Kinder’s story to be featured in movie

by Todd Brooks

One Comanche native is going to get the chance to see a part of his life played out on the silver screen by one of the biggest stars in Hollywood.

Bill Kinder coached the 1984 U.S. women’s soccer team to the country’s first major international soccer title in men’s or women’s. It will be a major motion picture with actor and Texas native Matthew McConaughey playing the lead role of Kinder.

When Kinder left Comanche 60 years ago he had no idea that he was going to be the one of the biggest influences in making the U.S. women’s national team the big success it is today.

It was the soccer version of the 1980’s U.S. men’s Olympic hockey gold medal run known as “The Miracle on Ice”. They surprised everyone but themselves.

The U.S. did not even have a national team in 1984. Kinder had been coaching a 19-under women’s team known as the Dallas Sting for several years.

“The soccer federation called me in July and wanted to know if I could put a team together for the tournament in China,” Kinder said. “The tournament was in October.”

Undeterred, Kinder started to prepare his team for the international tournament.

“They were a really, really good team,” Kinder said of his squad.

And Kinder got the most out of them.

“Soccer is a game of fitness, the team in the best shape wins most of the time,” Kinder said. “We would start every practice with a two-mile run that they had to complete in a certain time. If they didn’t, they had to run it again. After that we would do calisthenics and agilities. Then, when their legs were rubber, we started the soccer skills. We were the fittest team at the tournament.”

========================================================================

Task details ▸ Using the article about Bill Kinder, decide whether each statement agrees with it, answering yes or no and quoting the deciding words: 1. The tournament in China took place in October. 2. The U.S. already had a national team in 1984. 3. Kinder's team began every practice with a three-mile run. The listing that follows has nothing to do with this article.

Provided material ▸
========================================================================

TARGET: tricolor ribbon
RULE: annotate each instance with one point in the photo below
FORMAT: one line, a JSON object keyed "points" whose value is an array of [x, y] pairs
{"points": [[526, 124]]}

========================================================================

Reply ▸
1. Yes: "The tournament was in October."
2. No: "The U.S. did not even have a national team in 1984."
3. No: "We would start every practice with a two-mile run"